Your goal —
The complete listing should be restated word for word.

Material supplied —
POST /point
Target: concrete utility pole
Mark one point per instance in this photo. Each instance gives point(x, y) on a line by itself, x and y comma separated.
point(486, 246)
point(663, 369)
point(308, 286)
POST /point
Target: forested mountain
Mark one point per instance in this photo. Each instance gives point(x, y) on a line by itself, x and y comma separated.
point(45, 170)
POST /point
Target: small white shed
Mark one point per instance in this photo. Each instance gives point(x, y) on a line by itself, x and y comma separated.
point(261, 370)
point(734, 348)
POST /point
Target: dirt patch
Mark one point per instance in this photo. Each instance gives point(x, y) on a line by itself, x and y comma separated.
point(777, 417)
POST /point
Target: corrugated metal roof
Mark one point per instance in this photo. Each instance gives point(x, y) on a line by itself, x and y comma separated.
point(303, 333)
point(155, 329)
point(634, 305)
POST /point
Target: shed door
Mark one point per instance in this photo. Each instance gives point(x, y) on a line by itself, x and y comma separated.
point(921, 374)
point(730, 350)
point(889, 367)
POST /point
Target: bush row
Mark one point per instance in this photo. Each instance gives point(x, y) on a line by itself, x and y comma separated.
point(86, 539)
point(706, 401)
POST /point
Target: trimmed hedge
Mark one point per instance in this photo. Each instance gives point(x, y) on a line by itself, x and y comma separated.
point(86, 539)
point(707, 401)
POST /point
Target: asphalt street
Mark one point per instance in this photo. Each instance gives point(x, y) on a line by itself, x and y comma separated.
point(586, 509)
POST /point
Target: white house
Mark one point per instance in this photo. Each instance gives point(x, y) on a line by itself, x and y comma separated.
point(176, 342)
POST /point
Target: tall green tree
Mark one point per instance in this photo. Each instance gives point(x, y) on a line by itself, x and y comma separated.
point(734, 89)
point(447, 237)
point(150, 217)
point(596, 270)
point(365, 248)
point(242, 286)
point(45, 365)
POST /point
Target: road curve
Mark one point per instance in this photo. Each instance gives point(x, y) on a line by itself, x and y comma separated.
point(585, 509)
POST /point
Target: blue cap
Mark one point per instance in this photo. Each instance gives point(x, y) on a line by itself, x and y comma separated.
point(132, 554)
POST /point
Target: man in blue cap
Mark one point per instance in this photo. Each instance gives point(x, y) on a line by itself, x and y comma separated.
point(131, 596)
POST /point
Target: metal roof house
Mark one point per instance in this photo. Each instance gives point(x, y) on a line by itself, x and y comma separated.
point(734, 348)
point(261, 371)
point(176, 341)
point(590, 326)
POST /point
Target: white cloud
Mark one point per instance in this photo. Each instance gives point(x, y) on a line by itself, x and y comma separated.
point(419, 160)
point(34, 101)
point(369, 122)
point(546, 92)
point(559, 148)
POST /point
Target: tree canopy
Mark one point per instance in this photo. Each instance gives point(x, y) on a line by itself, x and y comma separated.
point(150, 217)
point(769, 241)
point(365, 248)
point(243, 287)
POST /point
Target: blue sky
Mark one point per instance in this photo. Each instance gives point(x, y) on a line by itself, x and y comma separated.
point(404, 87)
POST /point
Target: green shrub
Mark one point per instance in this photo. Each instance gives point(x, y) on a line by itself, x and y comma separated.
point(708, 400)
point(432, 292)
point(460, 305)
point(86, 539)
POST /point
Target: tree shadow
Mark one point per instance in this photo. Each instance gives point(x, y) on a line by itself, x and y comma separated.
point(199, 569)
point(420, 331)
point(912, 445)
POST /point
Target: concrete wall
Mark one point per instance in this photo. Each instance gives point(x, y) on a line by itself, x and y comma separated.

Problem solution —
POST /point
Target: concrete utility pole
Mark one point per instance in this photo. Each instance gives point(x, y) on a line by itself, x and y comma separated.
point(486, 246)
point(663, 369)
point(308, 286)
POST /point
Target: forested mountain
Mark one point per instance in this photo. Each instance gives point(x, y) on a line by itself, x and y comma separated.
point(45, 170)
POST /point
Target: small white shed
Mark one point per instance in this photo. Each instance gives point(x, y) on a line by itself, x and y comma separated.
point(261, 370)
point(734, 348)
POST /point
Target: dirt patch
Mark one point per instance in this photo. Each instance gives point(x, y) on a line by itself, x and y comma separated.
point(777, 417)
POST /point
Target: corrugated metal roof
Mark one point per instance in this photo. Each instance gives point(x, y) on a line by itself, x and y comma separated.
point(303, 333)
point(155, 329)
point(634, 305)
POST /point
Target: shed door
Mark one point per instance in this photo. Each instance gives point(x, y) on a line by itself, x and y comma separated.
point(921, 374)
point(730, 350)
point(889, 367)
POST /point
Target: bush row
Mark one point per instance in this photo. Each instance gives point(x, y) on a line by itself, x and y comma separated.
point(86, 539)
point(706, 401)
POST /point
Target: trimmed hedge
Mark one point per instance in this photo. Each instance gives point(x, y) on a line by itself, x and y comma separated.
point(86, 539)
point(707, 401)
POST /point
Target: asphalt street
Mark one point per instance in this photo. Each instance gives point(x, y) on a line by itself, x and y comma separated.
point(586, 509)
POST /point
Target: white house
Mark one point per instance in this photo. Each instance gives point(x, y) on a line by itself, x and y comma separated.
point(176, 342)
POST /point
Target: tall green tree
Mark one point per instance in this photo. Each instance gives point(x, y) on a line by itself, x and y comma separated.
point(734, 89)
point(447, 237)
point(150, 217)
point(596, 270)
point(365, 248)
point(242, 286)
point(45, 365)
POST /point
Target: road curve
Mark one point per instance in this photo. Each instance gives point(x, y) on a line by itself, x and y comma separated.
point(585, 509)
POST /point
Target: blue cap
Mark one point per instance in this photo. Each instance gives point(x, y) on a line by itself, x and y comma separated.
point(132, 554)
POST /point
Target: man in blue cap
Mark one point per instance in this photo. Each instance gives point(x, y) on a line by itself, x and y comma separated.
point(131, 596)
POST /point
Target: metal roof house
Mark one point per instance in this photo. Each instance gives point(x, y) on a line by itself, x and y comma separated.
point(734, 348)
point(261, 371)
point(176, 341)
point(590, 326)
POST /point
Target: white cloud
Mark one point per instance in this photo. Each instance gives point(x, y) on a line by itself, x and y comma separated.
point(419, 160)
point(34, 101)
point(369, 122)
point(546, 92)
point(559, 148)
POST /point
Target: tree canopy
Mark one point per instance in this photo. Each instance gives point(x, y) on a line by itself, x and y comma separated.
point(150, 217)
point(769, 241)
point(365, 248)
point(243, 287)
POST /point
Target: blue sky
Mark one point per instance in this photo. Each instance gives point(x, y) on a line by itself, x and y comma separated.
point(404, 87)
POST /point
Target: green shrub
Mark one point per instance in this photo. Each instance gives point(x, y) on a line by itself, x and y comma separated.
point(708, 400)
point(432, 292)
point(460, 305)
point(86, 539)
POST /point
Target: tree shadow
Mark one point per instance in this photo. Each instance gives point(x, y) on a line by itself, x and y comma separated.
point(199, 569)
point(420, 331)
point(912, 445)
POST /point
Target: concrete wall
Mark one point per instance in this photo. Each instance gives point(x, y) on a line by itself, x and y comma separated.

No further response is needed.